| Zu erledigende Aufgabe |
Zieh aus den Einträgen unten jede Zeile heraus, die das Wort „blue“ enthält, und beachte dabei die Groß- und Kleinschreibung.

[Einträge aus einem Datensatz]
= = = =
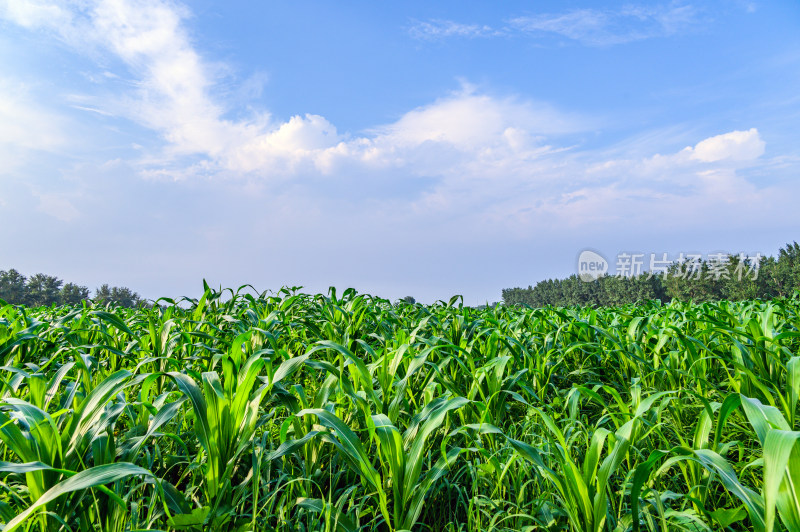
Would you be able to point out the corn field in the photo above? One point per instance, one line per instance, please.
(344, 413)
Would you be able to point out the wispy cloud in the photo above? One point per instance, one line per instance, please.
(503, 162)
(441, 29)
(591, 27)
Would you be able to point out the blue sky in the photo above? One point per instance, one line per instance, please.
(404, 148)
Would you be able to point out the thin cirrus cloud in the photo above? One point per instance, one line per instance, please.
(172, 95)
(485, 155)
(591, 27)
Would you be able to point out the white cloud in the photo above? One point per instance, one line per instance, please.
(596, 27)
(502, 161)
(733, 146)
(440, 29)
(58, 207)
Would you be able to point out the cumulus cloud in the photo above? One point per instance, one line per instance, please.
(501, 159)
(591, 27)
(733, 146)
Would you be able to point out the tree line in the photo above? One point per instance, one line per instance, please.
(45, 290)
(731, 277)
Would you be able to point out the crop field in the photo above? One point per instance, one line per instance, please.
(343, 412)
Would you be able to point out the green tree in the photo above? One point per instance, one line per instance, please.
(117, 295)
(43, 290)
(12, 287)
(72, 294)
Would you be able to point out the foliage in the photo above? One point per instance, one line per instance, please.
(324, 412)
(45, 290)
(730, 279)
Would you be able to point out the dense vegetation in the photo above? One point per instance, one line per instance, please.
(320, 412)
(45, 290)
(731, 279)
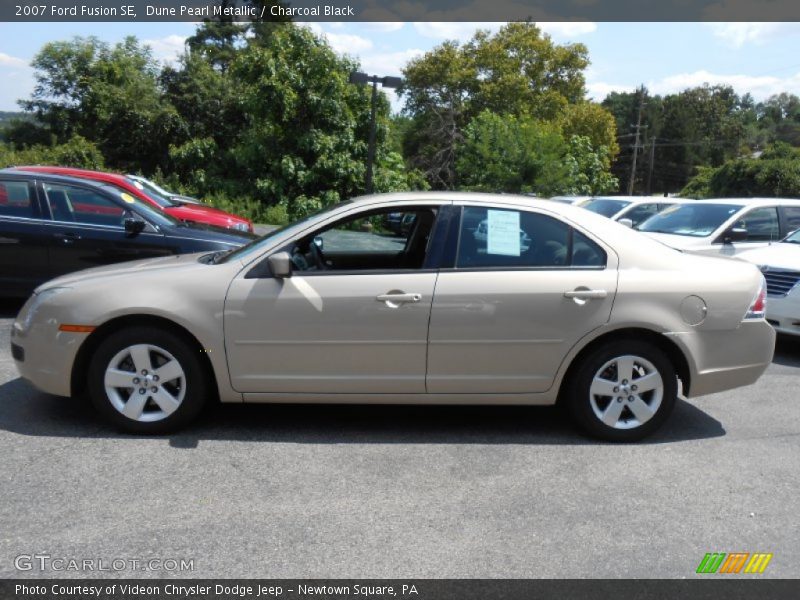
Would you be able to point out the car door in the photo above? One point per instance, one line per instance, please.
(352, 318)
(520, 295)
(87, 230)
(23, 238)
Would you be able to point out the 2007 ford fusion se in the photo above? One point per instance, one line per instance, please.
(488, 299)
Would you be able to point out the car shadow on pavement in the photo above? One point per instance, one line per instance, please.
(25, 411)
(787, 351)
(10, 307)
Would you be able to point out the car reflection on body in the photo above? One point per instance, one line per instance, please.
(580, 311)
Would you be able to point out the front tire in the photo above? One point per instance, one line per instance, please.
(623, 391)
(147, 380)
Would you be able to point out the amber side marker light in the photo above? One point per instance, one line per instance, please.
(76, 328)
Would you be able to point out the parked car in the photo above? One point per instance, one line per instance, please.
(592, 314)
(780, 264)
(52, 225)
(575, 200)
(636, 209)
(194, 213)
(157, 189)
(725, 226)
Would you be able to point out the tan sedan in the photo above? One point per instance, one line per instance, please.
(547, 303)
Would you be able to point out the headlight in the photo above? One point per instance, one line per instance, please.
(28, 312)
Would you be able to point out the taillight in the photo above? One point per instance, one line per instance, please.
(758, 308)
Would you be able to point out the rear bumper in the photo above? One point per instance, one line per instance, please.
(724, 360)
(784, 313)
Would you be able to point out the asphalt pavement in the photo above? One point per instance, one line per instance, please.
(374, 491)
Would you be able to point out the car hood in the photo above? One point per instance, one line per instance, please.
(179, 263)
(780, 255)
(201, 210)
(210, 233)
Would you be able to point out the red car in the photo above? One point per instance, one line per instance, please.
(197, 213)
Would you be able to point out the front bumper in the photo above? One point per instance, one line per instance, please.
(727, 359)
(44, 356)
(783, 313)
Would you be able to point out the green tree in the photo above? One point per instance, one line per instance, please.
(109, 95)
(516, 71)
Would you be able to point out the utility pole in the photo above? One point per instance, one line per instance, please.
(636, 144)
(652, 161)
= = = =
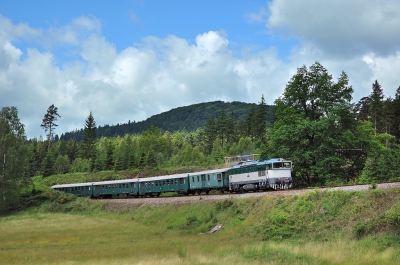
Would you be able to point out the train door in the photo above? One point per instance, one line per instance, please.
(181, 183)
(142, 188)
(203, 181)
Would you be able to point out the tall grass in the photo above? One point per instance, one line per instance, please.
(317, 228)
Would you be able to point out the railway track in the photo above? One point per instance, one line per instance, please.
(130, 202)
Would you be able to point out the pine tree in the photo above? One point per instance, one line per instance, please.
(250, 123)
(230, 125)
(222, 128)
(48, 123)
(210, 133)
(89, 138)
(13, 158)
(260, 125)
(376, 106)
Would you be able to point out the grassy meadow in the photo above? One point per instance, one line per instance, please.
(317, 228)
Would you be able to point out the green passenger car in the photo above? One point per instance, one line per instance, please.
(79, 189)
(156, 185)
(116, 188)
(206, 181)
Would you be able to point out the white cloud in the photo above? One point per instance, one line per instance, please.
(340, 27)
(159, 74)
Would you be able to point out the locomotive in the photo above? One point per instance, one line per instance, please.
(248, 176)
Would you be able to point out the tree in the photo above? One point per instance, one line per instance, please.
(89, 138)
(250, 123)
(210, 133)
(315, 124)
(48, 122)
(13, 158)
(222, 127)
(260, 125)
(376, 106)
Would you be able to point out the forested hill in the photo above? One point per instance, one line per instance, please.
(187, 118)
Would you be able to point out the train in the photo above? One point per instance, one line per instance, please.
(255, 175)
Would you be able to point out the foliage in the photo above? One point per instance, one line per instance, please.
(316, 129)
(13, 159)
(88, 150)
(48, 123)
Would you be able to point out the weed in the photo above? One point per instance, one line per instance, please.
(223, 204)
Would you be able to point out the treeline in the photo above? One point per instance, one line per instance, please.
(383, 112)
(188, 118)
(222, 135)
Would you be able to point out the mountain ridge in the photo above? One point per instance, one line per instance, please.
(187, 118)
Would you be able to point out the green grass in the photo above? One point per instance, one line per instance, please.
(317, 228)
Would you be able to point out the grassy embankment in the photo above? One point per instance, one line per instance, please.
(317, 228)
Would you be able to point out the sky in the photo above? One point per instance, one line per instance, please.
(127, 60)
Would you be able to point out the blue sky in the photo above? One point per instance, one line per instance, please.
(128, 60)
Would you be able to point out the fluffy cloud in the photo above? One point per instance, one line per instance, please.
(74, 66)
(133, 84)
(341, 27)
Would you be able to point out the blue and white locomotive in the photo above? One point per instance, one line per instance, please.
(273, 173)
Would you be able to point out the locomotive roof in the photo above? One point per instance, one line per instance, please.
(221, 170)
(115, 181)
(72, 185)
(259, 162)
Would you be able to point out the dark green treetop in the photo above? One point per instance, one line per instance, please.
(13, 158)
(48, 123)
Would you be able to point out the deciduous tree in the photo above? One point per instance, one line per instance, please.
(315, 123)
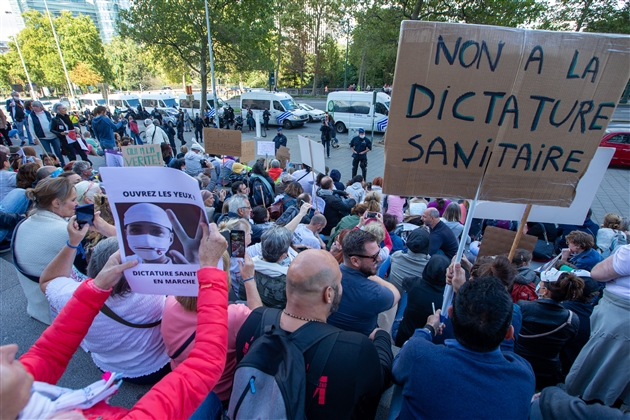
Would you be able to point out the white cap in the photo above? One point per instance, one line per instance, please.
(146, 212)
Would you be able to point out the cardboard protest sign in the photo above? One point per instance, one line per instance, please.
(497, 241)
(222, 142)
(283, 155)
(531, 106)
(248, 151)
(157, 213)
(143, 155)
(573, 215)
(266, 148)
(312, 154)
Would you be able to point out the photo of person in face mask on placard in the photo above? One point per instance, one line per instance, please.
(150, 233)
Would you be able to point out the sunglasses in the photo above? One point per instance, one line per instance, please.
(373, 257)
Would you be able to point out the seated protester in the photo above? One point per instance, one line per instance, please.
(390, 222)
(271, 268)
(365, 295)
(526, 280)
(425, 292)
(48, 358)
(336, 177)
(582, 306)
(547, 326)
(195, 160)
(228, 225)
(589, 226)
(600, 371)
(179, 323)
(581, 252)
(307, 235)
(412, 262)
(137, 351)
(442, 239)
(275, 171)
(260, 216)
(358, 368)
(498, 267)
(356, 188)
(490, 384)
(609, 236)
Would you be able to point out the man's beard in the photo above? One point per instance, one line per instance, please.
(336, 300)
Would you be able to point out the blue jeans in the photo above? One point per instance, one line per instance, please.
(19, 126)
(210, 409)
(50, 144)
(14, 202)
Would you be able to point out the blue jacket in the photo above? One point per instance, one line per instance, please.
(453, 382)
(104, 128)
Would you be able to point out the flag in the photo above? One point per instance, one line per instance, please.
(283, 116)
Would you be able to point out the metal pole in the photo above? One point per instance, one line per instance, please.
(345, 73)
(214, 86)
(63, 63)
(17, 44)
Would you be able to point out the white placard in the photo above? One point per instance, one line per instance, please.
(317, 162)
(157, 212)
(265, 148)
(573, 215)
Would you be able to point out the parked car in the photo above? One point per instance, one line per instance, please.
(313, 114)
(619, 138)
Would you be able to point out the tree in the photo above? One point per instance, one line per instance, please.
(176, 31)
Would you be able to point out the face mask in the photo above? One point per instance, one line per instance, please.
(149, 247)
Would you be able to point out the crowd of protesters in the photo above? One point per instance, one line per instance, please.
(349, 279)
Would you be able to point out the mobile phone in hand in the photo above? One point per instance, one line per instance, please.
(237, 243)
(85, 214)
= = = =
| Antwort |
Would you be able to point out the blue sky in the photo above? One point per instance, one line per instance, please.
Would you be able to point out the blue sky in the photo above? One point per instance, one line per instance, please.
Would you be able to point out the blue and white locomotive in the photo above? One point per instance, one line per instance, please.
Would you be able to point out the blue jeans in the photo above? One point per instance, one line per instance, please.
Would you be able to point out the blue jacket in the photo above? One point per instance, one line per instance, please.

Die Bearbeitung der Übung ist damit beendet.